-- Start of GIVEN RECORDS --
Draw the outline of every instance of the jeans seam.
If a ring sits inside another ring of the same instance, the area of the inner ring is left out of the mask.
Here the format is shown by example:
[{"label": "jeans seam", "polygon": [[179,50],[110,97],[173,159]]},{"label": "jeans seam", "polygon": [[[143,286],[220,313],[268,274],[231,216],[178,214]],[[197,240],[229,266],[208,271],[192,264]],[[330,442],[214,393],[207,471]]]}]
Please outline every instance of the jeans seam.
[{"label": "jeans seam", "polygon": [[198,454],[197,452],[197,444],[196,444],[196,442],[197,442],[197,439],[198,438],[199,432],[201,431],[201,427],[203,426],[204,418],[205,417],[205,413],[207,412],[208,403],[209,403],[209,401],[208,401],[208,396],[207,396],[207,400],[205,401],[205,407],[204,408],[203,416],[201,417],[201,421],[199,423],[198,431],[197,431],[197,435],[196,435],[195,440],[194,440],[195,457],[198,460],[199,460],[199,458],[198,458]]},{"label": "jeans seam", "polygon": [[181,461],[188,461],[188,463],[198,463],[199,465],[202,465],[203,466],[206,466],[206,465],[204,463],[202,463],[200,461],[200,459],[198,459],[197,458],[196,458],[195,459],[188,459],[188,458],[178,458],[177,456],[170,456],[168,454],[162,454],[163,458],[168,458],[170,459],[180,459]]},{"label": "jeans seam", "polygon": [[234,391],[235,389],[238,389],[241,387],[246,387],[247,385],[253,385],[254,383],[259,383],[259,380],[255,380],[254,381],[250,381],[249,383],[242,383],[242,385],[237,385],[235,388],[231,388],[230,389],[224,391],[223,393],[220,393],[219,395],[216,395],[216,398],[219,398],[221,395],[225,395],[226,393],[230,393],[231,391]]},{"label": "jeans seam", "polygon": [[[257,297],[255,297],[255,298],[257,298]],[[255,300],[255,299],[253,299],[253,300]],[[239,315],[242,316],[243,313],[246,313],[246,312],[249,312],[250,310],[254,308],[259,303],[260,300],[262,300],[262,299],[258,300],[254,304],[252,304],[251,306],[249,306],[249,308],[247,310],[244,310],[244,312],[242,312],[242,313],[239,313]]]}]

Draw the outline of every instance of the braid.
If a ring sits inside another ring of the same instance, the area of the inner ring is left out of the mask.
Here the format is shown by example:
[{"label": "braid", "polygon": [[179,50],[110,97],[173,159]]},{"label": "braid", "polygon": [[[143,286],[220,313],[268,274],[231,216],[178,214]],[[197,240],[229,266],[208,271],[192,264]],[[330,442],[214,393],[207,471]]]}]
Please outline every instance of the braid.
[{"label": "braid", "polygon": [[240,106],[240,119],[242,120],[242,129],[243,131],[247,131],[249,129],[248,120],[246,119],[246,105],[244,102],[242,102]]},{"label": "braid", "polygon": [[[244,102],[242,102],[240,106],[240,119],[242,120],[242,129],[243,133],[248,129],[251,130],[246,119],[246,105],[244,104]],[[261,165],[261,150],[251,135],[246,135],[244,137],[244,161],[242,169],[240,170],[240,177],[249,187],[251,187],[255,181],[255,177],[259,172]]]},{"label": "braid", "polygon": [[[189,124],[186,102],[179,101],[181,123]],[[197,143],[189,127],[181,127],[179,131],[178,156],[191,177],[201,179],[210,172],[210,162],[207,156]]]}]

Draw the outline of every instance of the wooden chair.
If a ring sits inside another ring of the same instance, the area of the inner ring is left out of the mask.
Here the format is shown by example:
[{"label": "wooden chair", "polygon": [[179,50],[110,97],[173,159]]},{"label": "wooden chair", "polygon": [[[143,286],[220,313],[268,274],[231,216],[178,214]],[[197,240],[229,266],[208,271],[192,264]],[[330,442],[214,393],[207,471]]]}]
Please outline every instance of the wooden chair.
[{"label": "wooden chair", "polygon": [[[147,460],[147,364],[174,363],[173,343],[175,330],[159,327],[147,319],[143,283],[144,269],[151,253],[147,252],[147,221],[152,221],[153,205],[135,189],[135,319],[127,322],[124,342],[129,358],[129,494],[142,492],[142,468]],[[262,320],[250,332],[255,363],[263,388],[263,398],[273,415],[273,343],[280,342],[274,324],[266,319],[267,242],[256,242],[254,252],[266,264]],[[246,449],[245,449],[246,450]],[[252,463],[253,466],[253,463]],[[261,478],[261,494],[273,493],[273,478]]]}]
-- End of GIVEN RECORDS --
■ DIRECTIONS ■
Please copy every entry above word for word, keeping its original line order.

■ EXERCISE SOLUTION ■
Draw the outline of every instance of the jeans seam.
If a ring sits inside another ring of the same instance, the area of the inner ring is left out of the mask.
Here the format is shown by example:
[{"label": "jeans seam", "polygon": [[179,50],[110,97],[173,159]]},{"label": "jeans seam", "polygon": [[[143,286],[220,313],[268,274],[231,216],[178,214]],[[197,240],[229,266],[208,271],[192,264]],[[330,442],[214,393],[207,471]]]}]
Please outline every instance of the jeans seam.
[{"label": "jeans seam", "polygon": [[198,454],[197,452],[197,444],[196,444],[196,442],[197,442],[197,439],[198,438],[199,432],[201,431],[201,427],[203,426],[204,418],[205,417],[205,413],[207,412],[208,403],[209,403],[209,401],[208,401],[208,396],[207,396],[207,400],[205,401],[205,407],[204,408],[203,416],[201,417],[201,421],[199,423],[198,431],[197,431],[197,435],[196,435],[195,440],[194,440],[195,457],[198,460],[199,460],[199,458],[198,458]]},{"label": "jeans seam", "polygon": [[181,461],[188,461],[188,463],[198,463],[199,465],[202,465],[203,466],[206,466],[206,465],[204,463],[202,463],[200,461],[200,459],[198,459],[197,458],[196,458],[195,459],[188,459],[188,458],[178,458],[177,456],[170,456],[168,454],[162,454],[163,458],[168,458],[170,459],[180,459]]},{"label": "jeans seam", "polygon": [[234,391],[235,389],[238,389],[241,387],[246,387],[247,385],[253,385],[254,383],[259,383],[259,380],[255,380],[254,381],[250,381],[249,383],[242,383],[242,385],[237,385],[235,388],[231,388],[230,389],[224,391],[223,393],[220,393],[219,395],[216,395],[216,398],[219,398],[221,395],[225,395],[226,393],[230,393],[231,391]]},{"label": "jeans seam", "polygon": [[[257,297],[255,297],[255,298],[257,298]],[[255,300],[255,299],[253,299],[253,300]],[[239,315],[242,316],[243,313],[246,313],[246,312],[249,312],[250,310],[254,308],[259,303],[260,300],[262,300],[262,299],[258,300],[254,304],[252,304],[251,306],[249,306],[249,308],[247,310],[244,310],[244,312],[242,312],[242,313],[239,313]]]}]

Draw the outline of every instance of the braid.
If a ring sits inside another ring of the same instance, the area of the inner ring is left out of the mask.
Here the format is shown by example:
[{"label": "braid", "polygon": [[179,50],[110,97],[173,159]]},{"label": "braid", "polygon": [[[143,286],[220,313],[268,274],[231,216],[178,214]],[[197,240],[229,266],[208,271],[192,264]],[[330,442],[214,393],[207,471]]]}]
Please outline every instance of the braid.
[{"label": "braid", "polygon": [[240,106],[240,119],[242,120],[242,129],[243,131],[247,131],[249,129],[248,120],[246,119],[246,105],[244,102],[242,102]]},{"label": "braid", "polygon": [[[244,102],[242,102],[240,106],[240,119],[242,120],[242,129],[243,133],[248,129],[251,130],[246,119],[246,105],[244,104]],[[261,165],[261,150],[251,135],[246,135],[244,137],[244,161],[242,169],[240,170],[240,177],[249,187],[251,187],[255,181],[255,177],[259,172]]]},{"label": "braid", "polygon": [[[189,124],[186,102],[179,101],[181,123]],[[197,143],[189,127],[181,127],[179,131],[178,156],[191,177],[201,179],[210,172],[210,162],[207,156]]]}]

Draw the outline of every instance of the wooden chair.
If a ring sits inside another ring of the same instance, the area of the inner ring is left out of the mask.
Here the format is shown by example:
[{"label": "wooden chair", "polygon": [[179,50],[110,97],[173,159]]},{"label": "wooden chair", "polygon": [[[143,286],[220,313],[268,274],[231,216],[178,214]],[[197,240],[229,266],[208,271],[192,264]],[[330,442],[214,393],[207,471]]]}]
Please outline every instance of the wooden chair.
[{"label": "wooden chair", "polygon": [[[147,460],[147,364],[174,363],[173,343],[175,330],[159,327],[147,319],[143,283],[144,269],[151,253],[147,252],[147,221],[152,221],[153,205],[135,189],[135,319],[127,322],[124,342],[129,358],[129,494],[142,492],[142,468]],[[262,320],[250,332],[255,363],[263,388],[263,398],[273,415],[273,343],[280,342],[274,324],[266,319],[267,242],[256,242],[254,252],[266,264]],[[246,449],[245,449],[246,450]],[[252,463],[253,466],[253,463]],[[261,478],[261,494],[273,493],[273,478]]]}]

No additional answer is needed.